Task to complete:
Using the data below, return all lines in which "person" appears.

(Recorded data)

----

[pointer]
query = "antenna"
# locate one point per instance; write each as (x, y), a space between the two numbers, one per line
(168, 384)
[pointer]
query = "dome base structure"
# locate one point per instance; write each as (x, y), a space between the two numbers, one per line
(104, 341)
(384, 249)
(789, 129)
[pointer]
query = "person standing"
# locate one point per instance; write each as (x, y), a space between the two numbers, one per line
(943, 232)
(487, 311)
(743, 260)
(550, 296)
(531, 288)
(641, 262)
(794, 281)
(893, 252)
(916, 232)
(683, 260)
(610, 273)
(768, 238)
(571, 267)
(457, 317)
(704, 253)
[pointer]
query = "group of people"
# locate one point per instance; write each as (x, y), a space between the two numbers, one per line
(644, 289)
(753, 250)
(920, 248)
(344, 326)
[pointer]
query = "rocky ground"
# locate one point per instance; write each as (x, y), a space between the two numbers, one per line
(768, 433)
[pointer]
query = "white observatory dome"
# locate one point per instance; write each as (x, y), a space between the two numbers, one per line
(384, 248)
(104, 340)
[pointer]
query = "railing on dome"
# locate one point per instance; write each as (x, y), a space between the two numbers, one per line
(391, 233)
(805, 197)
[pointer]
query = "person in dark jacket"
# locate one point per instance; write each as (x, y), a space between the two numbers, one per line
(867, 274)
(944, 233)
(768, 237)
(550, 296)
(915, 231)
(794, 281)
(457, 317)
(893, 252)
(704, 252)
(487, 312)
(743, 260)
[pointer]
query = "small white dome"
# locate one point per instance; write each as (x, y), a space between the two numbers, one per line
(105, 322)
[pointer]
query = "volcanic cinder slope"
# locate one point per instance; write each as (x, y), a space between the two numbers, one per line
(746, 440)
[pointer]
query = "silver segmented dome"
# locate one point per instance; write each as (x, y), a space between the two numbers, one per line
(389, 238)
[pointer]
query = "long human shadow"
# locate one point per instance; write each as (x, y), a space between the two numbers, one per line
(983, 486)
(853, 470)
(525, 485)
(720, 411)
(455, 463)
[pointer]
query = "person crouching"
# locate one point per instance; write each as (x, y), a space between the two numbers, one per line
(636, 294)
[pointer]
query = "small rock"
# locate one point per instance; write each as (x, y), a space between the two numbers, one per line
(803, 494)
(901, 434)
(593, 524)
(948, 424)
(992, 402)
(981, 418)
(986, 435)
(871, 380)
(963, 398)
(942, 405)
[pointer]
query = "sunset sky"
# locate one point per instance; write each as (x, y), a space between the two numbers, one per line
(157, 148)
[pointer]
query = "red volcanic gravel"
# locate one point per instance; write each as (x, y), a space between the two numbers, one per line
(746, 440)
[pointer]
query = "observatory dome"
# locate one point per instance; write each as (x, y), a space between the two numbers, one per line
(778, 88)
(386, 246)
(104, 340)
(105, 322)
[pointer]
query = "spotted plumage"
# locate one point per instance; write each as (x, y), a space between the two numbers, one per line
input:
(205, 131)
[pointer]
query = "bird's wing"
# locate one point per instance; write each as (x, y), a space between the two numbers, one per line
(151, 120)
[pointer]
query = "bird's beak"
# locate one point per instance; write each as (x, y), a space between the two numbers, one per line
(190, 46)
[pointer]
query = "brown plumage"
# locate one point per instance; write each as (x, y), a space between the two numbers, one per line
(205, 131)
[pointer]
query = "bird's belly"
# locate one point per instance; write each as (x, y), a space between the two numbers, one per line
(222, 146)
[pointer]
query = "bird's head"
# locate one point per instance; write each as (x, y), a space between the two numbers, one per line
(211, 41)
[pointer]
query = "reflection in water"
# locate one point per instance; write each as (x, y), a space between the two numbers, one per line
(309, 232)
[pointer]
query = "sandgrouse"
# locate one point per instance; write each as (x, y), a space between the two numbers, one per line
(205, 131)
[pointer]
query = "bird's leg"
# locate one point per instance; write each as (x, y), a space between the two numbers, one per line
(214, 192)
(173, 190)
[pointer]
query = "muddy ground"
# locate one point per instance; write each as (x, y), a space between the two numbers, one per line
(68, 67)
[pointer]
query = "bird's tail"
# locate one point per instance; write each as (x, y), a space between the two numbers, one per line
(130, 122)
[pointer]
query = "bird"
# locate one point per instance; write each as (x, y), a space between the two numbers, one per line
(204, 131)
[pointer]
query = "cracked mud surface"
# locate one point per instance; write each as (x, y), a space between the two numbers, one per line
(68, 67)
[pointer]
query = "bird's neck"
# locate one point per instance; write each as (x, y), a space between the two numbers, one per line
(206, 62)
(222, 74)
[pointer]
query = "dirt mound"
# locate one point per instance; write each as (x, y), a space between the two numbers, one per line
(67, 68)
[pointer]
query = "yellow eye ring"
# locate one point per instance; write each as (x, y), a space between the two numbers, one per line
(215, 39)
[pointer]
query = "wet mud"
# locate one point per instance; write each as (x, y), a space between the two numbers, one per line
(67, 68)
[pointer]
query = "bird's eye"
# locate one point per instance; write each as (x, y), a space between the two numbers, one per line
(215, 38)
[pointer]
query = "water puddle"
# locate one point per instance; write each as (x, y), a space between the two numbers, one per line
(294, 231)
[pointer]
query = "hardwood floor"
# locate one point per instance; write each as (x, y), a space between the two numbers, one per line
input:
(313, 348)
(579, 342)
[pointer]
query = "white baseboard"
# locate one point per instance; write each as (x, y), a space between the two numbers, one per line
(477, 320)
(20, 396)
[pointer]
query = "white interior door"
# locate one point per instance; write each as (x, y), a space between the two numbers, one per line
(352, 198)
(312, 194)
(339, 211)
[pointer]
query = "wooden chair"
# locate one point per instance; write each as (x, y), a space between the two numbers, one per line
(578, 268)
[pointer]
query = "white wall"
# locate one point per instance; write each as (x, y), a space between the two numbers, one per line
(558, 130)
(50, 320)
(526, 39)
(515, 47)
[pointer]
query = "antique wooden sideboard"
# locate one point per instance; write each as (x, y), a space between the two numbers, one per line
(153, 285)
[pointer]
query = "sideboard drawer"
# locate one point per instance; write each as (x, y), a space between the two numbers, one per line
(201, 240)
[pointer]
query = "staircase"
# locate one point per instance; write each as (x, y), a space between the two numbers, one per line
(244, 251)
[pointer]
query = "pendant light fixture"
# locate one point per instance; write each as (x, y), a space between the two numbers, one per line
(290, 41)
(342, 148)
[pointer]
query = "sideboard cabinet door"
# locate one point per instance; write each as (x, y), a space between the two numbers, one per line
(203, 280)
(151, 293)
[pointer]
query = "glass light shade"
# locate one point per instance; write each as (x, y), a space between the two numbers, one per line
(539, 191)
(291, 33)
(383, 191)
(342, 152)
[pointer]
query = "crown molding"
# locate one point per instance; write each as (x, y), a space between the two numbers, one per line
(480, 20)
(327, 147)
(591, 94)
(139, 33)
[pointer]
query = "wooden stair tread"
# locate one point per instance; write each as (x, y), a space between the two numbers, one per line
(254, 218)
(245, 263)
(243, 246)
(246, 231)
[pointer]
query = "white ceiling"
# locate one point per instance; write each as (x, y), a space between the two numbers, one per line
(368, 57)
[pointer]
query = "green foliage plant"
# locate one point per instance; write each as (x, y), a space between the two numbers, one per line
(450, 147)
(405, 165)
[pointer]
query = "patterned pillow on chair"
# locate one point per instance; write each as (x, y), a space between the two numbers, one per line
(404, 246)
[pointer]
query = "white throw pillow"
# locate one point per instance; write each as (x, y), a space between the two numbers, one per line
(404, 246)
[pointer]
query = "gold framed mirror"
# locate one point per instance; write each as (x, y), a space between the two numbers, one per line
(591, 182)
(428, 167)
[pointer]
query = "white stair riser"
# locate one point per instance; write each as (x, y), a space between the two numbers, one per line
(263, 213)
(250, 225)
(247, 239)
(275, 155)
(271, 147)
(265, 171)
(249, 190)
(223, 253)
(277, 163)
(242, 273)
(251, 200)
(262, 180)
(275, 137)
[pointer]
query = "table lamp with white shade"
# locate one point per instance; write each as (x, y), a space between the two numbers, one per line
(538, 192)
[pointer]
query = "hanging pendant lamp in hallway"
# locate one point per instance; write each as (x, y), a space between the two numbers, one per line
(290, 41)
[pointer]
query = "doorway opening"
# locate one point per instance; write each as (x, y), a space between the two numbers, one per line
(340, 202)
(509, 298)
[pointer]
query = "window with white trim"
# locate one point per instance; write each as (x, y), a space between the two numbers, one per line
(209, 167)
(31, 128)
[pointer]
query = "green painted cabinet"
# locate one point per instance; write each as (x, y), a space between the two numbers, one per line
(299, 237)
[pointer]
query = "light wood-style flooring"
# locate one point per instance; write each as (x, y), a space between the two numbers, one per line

----

Reply:
query = "person standing"
query = "person in dark jacket"
query = "person crouching"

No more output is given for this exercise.